• Given passage:
US20260127687A1US 20260127687 A1US20260127687 A1US 20260127687A1US-20260127687-A1

Abstract

An energy-saving monitoring method for an intelligent gas pipeline device is provided. The method is executed by a gas company management platform of an energy-saving monitoring Internet of Things (IoT) system for the intelligent gas pipeline device. The method may include: obtaining importance levels of a plurality of gas pipelines from a data center of a government safety management sub-platform, invoking device information of a plurality of sets of monitoring devices corresponding to the plurality of gas pipelines, and determining a monitoring strategy based on the importance levels and the device information; determining a target device among the plurality of sets of monitoring devices and an energy-saving level corresponding to the target device at least based on the monitoring strategy, and determining an energy-saving control parameter based on the energy-saving level; and generating a control instruction based on the energy-saving control parameter.

Inventors

  • Zehua Shao
  • Bin Liu
  • Feng Wang
  • Zhubin CHENG

Assignees

  • CHENGDU QINCHUAN IOT TECHNOLOGY CO., LTD.

Dates

Publication Date
20260507
Application Date
20251229
Priority Date
20251117

Claims (19)

  1. 1 . An energy-saving monitoring method for an intelligent gas pipeline device, executed by a gas company management platform of an energy-saving monitoring Internet of Things (IoT) system for the intelligent gas pipeline device, comprising: obtaining importance levels of a plurality of gas pipelines from a data center of a government safety management sub-platform, invoking device information of a plurality of sets of monitoring devices corresponding to the plurality of gas pipelines, and determining a monitoring strategy based on the importance levels and the device information, wherein each of the plurality of sets of monitoring devices includes a monitoring module and a communication module; determining a target device among the plurality of sets of monitoring devices and an energy-saving level corresponding to the target device at least based on the monitoring strategy, and determining an energy-saving control parameter based on the energy-saving level, wherein the energy-saving control parameter includes at least one of an operating mode of the target device, an energy-saving collection frequency, and a data transmission volume; and sending the energy-saving control parameter to an intelligent gas government safety supervision management platform, and generating a control instruction based on the energy-saving control parameter in response to obtaining confirmation information from the intelligent gas government safety supervision management platform; wherein the control instruction is configured to control the target device to perform at least one of the following operations: controlling the communication module of the target device to turn on or turn off based on the operating mode in the energy-saving control parameter, controlling the target device to perform data collection according to the energy-saving collection frequency via the monitoring module, and controlling the target device to perform data transmission based on the data transmission volume via the communication module.
  2. 2 . The method according to claim 1 , wherein the importance levels further include data priorities, and the monitoring strategy includes a non-target device and a collection frequency corresponding to the non-target device, the method further comprises: determining the data priorities of the plurality of gas pipelines in a preset period based on pipeline information of the plurality of gas pipelines and status information of the plurality of gas pipelines; determining the non-target device among the plurality of sets of monitoring devices and the collection frequency of the non-target device based on the data priorities and the device information; and controlling the non-target device to perform data collection in the preset period based on the collection frequency.

• Information shown:
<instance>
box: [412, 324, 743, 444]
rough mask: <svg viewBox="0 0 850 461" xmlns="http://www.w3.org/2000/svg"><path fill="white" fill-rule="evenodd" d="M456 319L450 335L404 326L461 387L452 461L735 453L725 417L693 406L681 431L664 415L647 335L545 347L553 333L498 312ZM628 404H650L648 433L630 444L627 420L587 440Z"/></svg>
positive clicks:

• Apply what you read:
a) In the gas pipeline patent excerpt, reproduce the passage from "2. 2 . The method" up to and including "the collection frequency.", swapping "non-target device" for "secondary device".
b) Extend the gas pipeline patent excerpt, starting immediately after its final sentence.
The material that comes after the gas pipeline patent excerpt is separate from it.

• Outputs for the tasks:
a)
2. 2 . The method according to claim 1 , wherein the importance levels further include data priorities, and the monitoring strategy includes a secondary device and a collection frequency corresponding to the secondary device, the method further comprises: determining the data priorities of the plurality of gas pipelines in a preset period based on pipeline information of the plurality of gas pipelines and status information of the plurality of gas pipelines; determining the secondary device among the plurality of sets of monitoring devices and the collection frequency of the secondary device based on the data priorities and the device information; and controlling the secondary device to perform data collection in the preset period based on the collection frequency.

b)
  3. 3 . The method according to claim 2 , wherein the device information further includes power consumption information of the plurality of sets of monitoring devices, the method further comprises: determining an estimated power consumption rate and an estimated remaining power of each of the plurality of sets of monitoring devices at one or more time points in the preset period based on historical power consumption information of each of the plurality of sets of monitoring devices; in response to existence of a warning time point at which the estimated remaining power is not higher than a warning power level, generating warning information based on the warning time point and sending the warning information to an associated user terminal; and in response to the estimated remaining power of the non-target device not being higher than the warning power level, adjusting the collection frequency based on a preset rule, and controlling the non-target device to perform data collection based on the adjusted collection frequency, wherein the preset rule is related to the estimated remaining power and the warning power level.
  4. 4 . The method according to claim 3 , wherein the warning power level is related to at least one of a historical control parameter and a sensing variation feature of each of the plurality of sets of monitoring devices.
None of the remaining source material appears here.